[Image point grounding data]
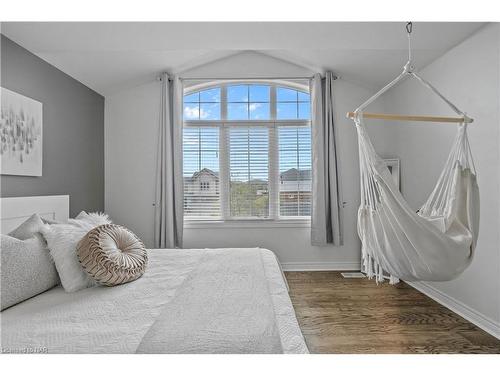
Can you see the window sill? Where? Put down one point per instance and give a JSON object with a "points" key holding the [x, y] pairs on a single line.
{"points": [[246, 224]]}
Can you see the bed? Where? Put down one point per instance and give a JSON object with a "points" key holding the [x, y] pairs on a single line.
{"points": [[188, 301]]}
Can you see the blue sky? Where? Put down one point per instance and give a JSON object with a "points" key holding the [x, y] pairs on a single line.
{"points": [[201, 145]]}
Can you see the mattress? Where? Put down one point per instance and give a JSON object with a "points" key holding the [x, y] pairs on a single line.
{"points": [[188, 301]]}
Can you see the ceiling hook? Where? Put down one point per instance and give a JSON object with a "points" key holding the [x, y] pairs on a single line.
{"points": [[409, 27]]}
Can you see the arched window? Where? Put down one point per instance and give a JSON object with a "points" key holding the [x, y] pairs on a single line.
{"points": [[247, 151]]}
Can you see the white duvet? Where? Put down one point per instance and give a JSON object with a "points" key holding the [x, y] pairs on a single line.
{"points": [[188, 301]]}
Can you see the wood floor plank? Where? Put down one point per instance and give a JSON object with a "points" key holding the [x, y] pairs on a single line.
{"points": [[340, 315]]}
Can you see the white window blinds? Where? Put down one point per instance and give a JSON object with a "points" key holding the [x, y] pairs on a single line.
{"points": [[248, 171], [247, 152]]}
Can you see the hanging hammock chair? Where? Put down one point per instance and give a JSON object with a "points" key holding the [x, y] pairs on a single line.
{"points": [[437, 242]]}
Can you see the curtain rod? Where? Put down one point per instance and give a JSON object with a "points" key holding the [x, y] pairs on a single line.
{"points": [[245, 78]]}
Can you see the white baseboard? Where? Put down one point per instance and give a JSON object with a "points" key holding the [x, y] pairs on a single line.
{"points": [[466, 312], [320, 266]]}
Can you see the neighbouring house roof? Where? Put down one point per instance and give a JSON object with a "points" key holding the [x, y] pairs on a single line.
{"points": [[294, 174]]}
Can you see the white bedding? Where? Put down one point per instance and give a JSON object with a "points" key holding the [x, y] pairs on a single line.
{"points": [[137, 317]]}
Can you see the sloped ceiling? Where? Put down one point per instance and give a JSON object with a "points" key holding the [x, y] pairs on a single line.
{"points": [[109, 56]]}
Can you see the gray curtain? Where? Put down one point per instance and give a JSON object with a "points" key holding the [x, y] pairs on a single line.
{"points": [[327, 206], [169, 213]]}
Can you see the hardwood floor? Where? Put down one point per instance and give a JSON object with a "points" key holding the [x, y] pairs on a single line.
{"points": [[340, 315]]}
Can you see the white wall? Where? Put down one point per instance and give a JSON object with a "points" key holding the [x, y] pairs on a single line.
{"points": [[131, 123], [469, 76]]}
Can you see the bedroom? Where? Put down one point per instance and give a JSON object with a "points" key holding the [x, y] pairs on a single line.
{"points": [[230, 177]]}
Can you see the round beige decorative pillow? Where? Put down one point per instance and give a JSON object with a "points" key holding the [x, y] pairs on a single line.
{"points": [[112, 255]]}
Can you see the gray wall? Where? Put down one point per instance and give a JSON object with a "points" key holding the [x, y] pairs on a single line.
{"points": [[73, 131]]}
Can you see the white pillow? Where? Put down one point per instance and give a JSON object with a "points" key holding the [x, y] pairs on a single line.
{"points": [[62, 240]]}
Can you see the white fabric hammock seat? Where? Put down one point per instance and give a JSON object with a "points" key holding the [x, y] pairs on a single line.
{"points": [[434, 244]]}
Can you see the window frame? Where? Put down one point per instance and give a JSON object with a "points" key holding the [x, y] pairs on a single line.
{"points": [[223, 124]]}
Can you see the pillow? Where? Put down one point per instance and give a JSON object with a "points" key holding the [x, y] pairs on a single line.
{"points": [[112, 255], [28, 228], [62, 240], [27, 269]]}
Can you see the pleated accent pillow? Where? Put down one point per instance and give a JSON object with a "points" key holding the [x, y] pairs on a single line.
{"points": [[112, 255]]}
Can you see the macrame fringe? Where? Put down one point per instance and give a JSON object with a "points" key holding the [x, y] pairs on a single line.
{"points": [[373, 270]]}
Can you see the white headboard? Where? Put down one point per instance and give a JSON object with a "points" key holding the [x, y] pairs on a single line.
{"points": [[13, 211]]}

- _What you will do_: Please transcribe every entry above exactly, leaving out any pictures.

- _Answer to this task_:
Can you see the window sill? Where? Put down one point per instance and give a JSON object with a "points" key holding the [x, y] pairs on a single line.
{"points": [[246, 224]]}
Can you see the bed? Where? Put down one point per instance and give a JSON object with a "points" key holding the [x, y] pairs on a single line.
{"points": [[188, 301]]}
Can you see the blue sky? Where? Put down one point per instance and give a JSON object with a "points" key holding the [x, y] pairs on a single line.
{"points": [[201, 145]]}
Can you see the mattress? Where? Put down one point per instance and give a JSON object with a "points" key holding the [x, y] pairs on a single line.
{"points": [[188, 301]]}
Can you see the ceiling hook? Where? Put down one point per instance and give a JSON object with a "points" key holding the [x, y] pairs on a single line.
{"points": [[409, 27]]}
Can you see the arched window? Where? Put down one point per instance and give a JSON object with a "points" key holding the [x, y] pairs on a single line.
{"points": [[247, 151]]}
Can you see the white duvet? Where? Put down one point per instance and give a JSON object with a "points" key holding the [x, y] pairs on a single line.
{"points": [[188, 301]]}
Can you see the wood floor plank? Where? Put down one point per instance and give a JSON object with a "points" key holding the [x, y] pairs on a single line.
{"points": [[340, 315]]}
Can you see the white window blinds? Where? Put down one point per instance and give a JSON object with a "points" key holding the [x, y] pairs on a single line.
{"points": [[248, 171], [247, 152]]}
Can you see the hanging hammock chair? Where? Put down one point per instance and give a JSON object with a "points" key holding the [x, y] pairs on a single line.
{"points": [[437, 242]]}
Can you see the curtain rod? Where? Put down one point per instance and give a JSON object with a "points" key holding the [x, y] pairs on a single line.
{"points": [[245, 78]]}
Can you see the white baseboard? Where? Put down one point per instance and give a JSON object with a "points" key holding the [x, y] pairs on a single line.
{"points": [[466, 312], [320, 266]]}
Can you see the neighbouring house roof? Where? Put down one point per instance and give a JSON object with a "points" key holding the [x, y] pairs on a single line.
{"points": [[294, 174]]}
Can you see the white bedding? Where? Put down one point per instance and give a JSON object with a "points" key holding the [x, y] pairs on a single line.
{"points": [[137, 317]]}
Can you see the sloped ceiling? Where? Put down one point per instance and give a JSON object with a "points" key holding the [x, y] pairs on a single line.
{"points": [[109, 56]]}
Can you see the gray curtain? Where? Put down one point per instance and give a JSON object with a "points" key holding the [x, y] pairs on a single line.
{"points": [[327, 206], [169, 213]]}
Can you see the hardwood floor? Where? Put down one point per instance and give a JSON object with a "points" key holding the [x, y] pairs on a single line.
{"points": [[340, 315]]}
Can you see the white wall? Where? Put down one point per instance and give a JSON object with a "points" key holding the [x, y] pairs on a single line.
{"points": [[131, 123], [469, 76]]}
Can you see the bedroom? Where? Put down one point per instance and give a JSON object with a "points" key holding the [x, y] pairs on a single line.
{"points": [[230, 177]]}
Can you see the round beige decorative pillow? Where? Put down one point per instance and give a JSON object with a "points" key holding the [x, y] pairs on a single line.
{"points": [[112, 255]]}
Can you see the gray wall? Where? Put down one point per instance and give a JSON object with a "points" key holding the [x, y] pairs on a single line.
{"points": [[73, 131]]}
Can you see the white pillow? Where? Put down one point per instance and give a JSON object with a "points" key holding the [x, y] pairs on a single line.
{"points": [[62, 240]]}
Can you see the white fabric hammock seat? Where? Put down one point per instance and give a JSON object with a "points" key holding the [x, y] pairs on a single line.
{"points": [[434, 244]]}
Can you see the window frame? Where? Put down one point per instance and give a JSON object with a "points" key holding the [x, y] pairs on a single line.
{"points": [[223, 124]]}
Can you see the pillow? Where? Put down one point per instance and give a JSON object with a "points" key holding the [x, y] pairs on a single line.
{"points": [[112, 255], [28, 228], [62, 240], [27, 269]]}
Can you see the pleated accent pillow? Where? Put down one point per instance and give a JSON object with a "points" key holding the [x, y] pairs on a single line.
{"points": [[112, 255]]}
Can you see the macrame fringe? Where? Put down one point per instance and give a JSON object with a "points" key holding the [x, y] pairs on a single line.
{"points": [[373, 270]]}
Can you see the white headboard? Where? Put down one point per instance and give a JSON object with a "points" key holding the [x, y] pairs on a single line.
{"points": [[13, 211]]}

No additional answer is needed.